_Document excerpt:_
○ ○ ○ ○
College costs keep climbing every year and there’s no sign of that slowing down. The average cost of a four-year public in-state school is already pushing $25,000 a year when you factor in tuition, room and board, books, and fees. A private university can easily double or triple that number. If your kid is a toddler right now, those costs will be significantly higher by the time they graduate high school. The math is intimidating, but the earlier you start saving, the more time compound growth has to do the heavy lifting for you.
A 529 plan is the most popular and tax-efficient way to save for education expenses, and setting one up is a lot simpler than most people think. Here’s everything you need to know to get started.
What a 529 Plan Actually Is
A 529 plan is a tax-advantaged investment account specifically designed for education savings. You contribute money, it gets invested in portfolios (usually a mix of stocks and bonds), and the earnings grow tax-deferred. When you withdraw the money to pay for qualified education expenses, those withdrawals are completely tax-free at the federal level and usually at the state level too.
The “529” comes from Section 529 of the Internal Revenue Code. Every state operates at least one 529 plan, and you’re not limited to your own state’s plan. You can open an account in any state regardless of where you live. However, many states offer a tax deduction or credit for contributing to their in-state plan, so it’s worth checking what your state offers before shopping around.
○ ○ ○ ○
_Extracted material:_
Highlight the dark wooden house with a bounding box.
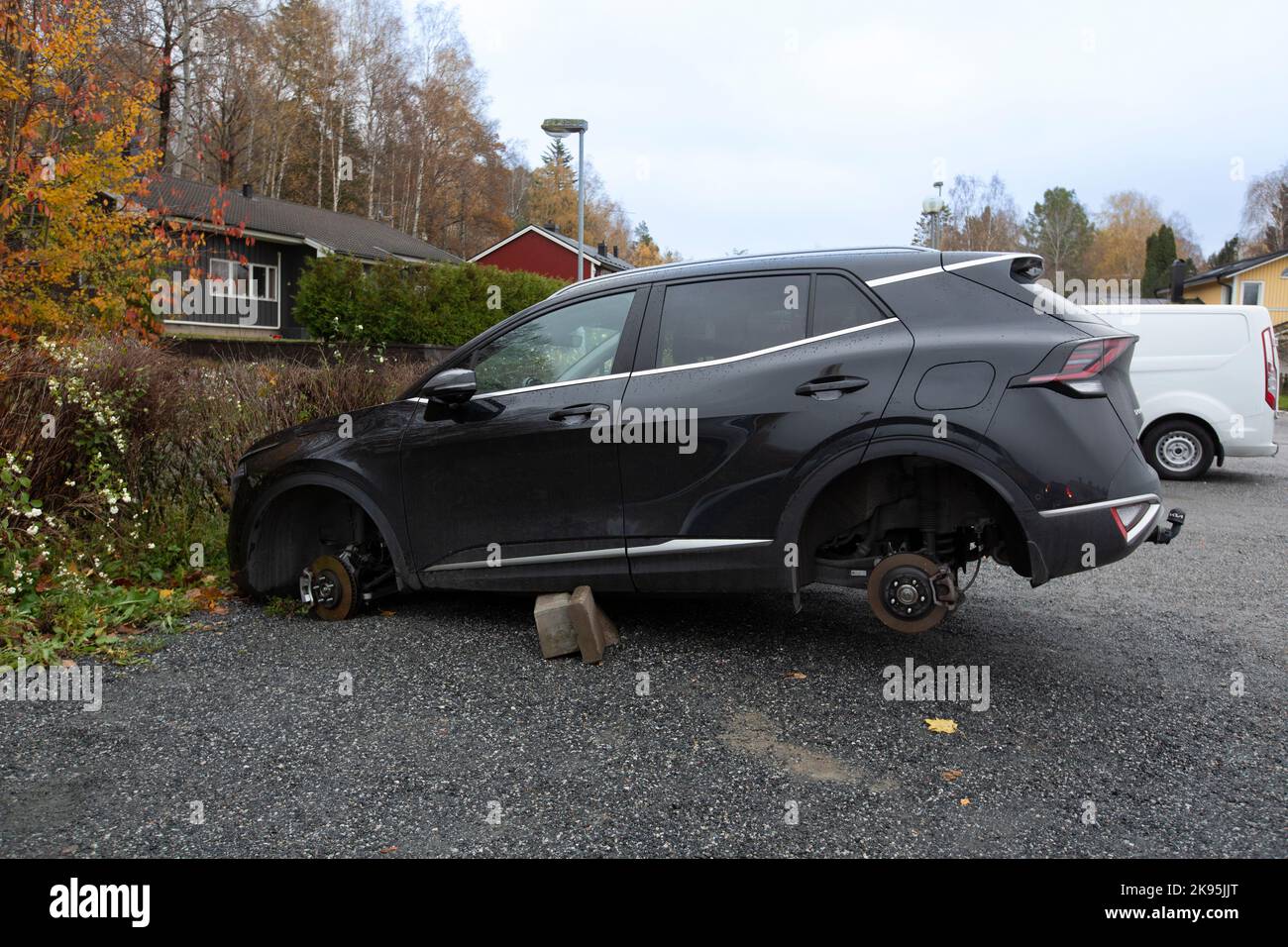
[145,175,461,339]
○ ○ ○ ○
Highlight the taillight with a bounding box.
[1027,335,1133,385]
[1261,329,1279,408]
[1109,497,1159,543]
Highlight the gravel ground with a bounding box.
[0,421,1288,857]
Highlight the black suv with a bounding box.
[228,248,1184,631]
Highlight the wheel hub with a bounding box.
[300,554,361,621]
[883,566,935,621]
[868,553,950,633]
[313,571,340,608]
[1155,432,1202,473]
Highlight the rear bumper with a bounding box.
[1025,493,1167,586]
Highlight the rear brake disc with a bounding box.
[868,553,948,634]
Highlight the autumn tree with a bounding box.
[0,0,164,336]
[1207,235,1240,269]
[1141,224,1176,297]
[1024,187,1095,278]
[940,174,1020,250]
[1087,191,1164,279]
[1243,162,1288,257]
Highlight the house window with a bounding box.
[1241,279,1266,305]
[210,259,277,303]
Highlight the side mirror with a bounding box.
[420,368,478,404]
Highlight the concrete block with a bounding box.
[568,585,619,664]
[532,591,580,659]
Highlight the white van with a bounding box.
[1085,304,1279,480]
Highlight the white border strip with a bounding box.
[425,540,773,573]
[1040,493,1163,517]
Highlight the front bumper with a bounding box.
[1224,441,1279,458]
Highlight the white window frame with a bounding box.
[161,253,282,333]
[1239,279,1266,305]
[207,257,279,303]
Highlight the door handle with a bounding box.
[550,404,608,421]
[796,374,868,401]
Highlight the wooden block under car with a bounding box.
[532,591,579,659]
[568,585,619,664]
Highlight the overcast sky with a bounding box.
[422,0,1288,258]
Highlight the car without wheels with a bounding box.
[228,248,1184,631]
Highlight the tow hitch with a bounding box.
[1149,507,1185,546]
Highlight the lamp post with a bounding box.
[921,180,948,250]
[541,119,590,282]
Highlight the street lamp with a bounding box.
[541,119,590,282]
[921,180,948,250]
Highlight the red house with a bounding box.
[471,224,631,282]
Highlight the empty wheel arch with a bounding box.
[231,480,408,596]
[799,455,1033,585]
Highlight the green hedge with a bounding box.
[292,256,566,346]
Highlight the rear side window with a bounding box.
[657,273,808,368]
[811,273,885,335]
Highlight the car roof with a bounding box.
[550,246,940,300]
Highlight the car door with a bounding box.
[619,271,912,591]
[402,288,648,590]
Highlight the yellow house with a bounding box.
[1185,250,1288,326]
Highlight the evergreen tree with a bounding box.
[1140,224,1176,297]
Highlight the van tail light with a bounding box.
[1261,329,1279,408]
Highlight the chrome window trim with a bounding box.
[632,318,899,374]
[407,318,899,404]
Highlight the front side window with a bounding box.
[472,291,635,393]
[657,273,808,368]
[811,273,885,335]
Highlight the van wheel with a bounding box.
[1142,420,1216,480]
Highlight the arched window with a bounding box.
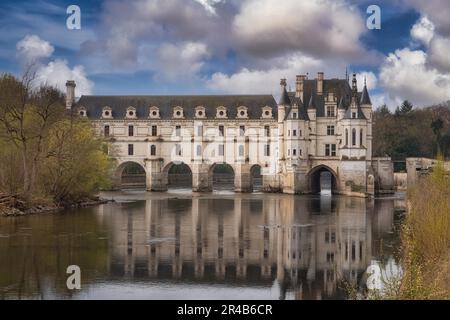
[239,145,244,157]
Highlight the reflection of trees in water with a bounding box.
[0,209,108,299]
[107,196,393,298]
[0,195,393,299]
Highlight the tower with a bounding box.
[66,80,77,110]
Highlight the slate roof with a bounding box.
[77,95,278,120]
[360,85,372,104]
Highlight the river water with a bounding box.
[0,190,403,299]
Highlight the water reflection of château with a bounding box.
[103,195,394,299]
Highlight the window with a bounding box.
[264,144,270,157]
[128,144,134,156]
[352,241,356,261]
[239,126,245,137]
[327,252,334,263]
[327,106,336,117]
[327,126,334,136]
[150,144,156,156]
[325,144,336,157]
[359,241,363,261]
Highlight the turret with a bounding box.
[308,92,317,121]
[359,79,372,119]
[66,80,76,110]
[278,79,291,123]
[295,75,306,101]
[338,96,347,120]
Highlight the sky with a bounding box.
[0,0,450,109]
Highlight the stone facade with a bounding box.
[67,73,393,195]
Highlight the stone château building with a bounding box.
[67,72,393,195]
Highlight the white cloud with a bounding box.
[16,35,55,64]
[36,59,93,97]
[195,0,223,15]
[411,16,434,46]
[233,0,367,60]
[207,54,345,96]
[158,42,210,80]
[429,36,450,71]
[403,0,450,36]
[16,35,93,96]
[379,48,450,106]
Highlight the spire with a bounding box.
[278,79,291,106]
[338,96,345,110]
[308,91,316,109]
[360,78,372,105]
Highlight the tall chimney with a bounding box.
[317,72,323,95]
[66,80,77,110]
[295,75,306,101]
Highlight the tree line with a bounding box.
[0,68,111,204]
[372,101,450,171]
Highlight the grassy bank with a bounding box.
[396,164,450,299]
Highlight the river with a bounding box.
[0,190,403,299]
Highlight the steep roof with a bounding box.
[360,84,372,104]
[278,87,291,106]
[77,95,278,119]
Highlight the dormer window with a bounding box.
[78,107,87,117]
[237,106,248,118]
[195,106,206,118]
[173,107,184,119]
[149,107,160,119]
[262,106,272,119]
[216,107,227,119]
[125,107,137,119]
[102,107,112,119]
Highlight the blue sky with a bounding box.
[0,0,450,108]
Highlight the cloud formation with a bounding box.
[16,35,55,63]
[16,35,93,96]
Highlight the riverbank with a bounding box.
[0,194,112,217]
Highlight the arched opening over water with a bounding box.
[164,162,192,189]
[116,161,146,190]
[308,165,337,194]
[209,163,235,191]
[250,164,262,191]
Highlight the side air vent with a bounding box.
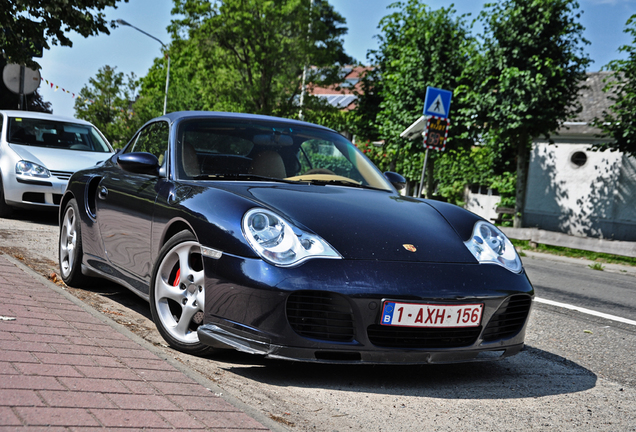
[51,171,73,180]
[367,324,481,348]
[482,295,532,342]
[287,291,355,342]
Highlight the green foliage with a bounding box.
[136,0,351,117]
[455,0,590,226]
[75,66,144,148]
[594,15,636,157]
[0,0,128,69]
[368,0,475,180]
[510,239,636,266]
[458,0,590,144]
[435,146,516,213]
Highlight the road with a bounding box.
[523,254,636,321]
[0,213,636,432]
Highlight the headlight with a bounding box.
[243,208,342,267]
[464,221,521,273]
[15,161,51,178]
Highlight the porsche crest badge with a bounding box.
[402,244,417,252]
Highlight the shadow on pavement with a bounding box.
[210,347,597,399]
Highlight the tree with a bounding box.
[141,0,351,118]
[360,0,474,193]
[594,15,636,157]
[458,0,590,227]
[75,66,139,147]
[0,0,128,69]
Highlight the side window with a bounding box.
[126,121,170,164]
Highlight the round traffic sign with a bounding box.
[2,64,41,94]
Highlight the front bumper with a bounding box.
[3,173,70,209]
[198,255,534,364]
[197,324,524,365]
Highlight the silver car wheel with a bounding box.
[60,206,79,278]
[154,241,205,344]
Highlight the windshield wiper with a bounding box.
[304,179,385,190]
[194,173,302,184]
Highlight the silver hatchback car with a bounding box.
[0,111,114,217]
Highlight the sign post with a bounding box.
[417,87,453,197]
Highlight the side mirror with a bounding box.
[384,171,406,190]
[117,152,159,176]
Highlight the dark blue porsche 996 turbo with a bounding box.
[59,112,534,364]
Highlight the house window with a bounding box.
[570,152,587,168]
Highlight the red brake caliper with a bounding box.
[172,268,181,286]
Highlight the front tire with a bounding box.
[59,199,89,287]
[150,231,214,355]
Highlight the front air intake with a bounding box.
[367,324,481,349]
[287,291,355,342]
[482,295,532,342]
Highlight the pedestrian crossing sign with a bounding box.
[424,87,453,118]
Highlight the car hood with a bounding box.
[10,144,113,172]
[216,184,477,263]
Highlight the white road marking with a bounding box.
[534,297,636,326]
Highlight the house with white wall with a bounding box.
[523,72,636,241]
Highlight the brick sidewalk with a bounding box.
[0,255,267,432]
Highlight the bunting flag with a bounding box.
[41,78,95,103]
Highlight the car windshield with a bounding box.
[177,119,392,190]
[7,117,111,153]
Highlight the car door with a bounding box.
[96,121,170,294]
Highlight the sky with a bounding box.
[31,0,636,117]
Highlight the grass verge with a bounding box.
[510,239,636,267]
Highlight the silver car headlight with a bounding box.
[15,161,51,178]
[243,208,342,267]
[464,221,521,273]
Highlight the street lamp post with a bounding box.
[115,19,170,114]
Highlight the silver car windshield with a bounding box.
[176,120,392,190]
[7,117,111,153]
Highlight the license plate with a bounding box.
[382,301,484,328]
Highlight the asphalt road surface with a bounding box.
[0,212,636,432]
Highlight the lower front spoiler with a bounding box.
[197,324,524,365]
○ ○ ○ ○
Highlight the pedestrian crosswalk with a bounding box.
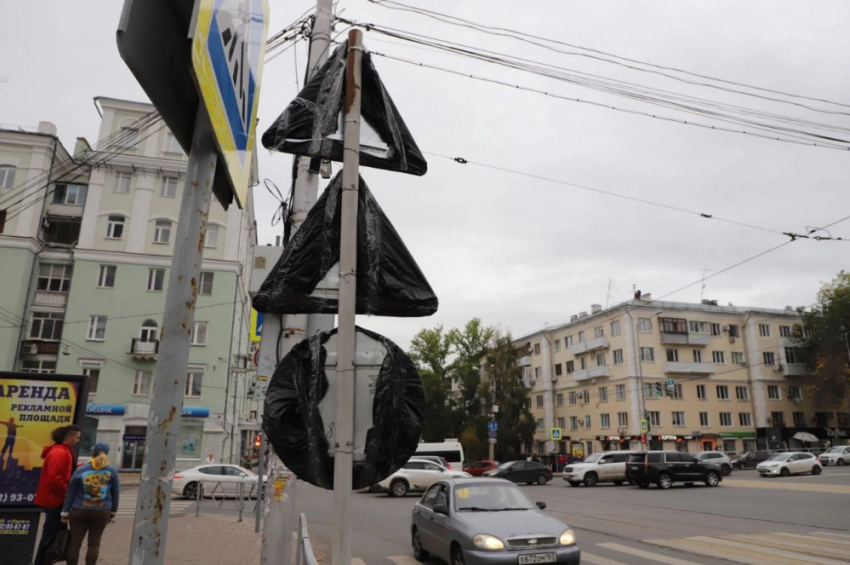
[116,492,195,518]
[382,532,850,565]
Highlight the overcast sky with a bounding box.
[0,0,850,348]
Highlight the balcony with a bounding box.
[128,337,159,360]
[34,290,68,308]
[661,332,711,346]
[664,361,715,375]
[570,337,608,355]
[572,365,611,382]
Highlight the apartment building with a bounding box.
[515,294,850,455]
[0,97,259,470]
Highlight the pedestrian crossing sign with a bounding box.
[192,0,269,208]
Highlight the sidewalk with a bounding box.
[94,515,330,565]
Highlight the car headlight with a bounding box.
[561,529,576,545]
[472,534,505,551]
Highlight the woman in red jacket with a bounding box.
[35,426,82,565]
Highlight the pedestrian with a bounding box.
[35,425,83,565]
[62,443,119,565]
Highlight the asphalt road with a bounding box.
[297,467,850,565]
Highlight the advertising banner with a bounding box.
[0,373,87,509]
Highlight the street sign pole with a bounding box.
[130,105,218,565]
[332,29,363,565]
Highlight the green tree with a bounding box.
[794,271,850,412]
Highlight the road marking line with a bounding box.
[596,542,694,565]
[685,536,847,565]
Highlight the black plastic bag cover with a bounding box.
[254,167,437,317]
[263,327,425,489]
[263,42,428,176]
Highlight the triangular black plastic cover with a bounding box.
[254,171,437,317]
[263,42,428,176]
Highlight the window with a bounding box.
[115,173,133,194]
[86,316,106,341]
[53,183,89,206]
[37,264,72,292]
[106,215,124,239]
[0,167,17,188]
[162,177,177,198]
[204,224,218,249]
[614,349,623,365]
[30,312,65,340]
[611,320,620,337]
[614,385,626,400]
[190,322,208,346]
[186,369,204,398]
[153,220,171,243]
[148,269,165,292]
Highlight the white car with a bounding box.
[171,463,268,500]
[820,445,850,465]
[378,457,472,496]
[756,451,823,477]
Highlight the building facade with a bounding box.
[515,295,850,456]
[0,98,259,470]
○ ○ ○ ○
_Problems:_
1. According to the article on 529 plans, where does the "529" in the plan's name come from?
2. Rewrite the article on 529 plans between "What a 529 Plan" and "state level too.", inclusive, changing "tax-deferred" to "tax-sheltered".
Answer using only the article on 529 plans.

_Solutions per task:_
1. It comes from Section 529 of the Internal Revenue Code.

2.
What a 529 Plan Actually Is
A 529 plan is a tax-advantaged investment account specifically designed for education savings. You contribute money, it gets invested in portfolios (usually a mix of stocks and bonds), and the earnings grow tax-sheltered. When you withdraw the money to pay for qualified education expenses, those withdrawals are completely tax-free at the federal level and usually at the state level too.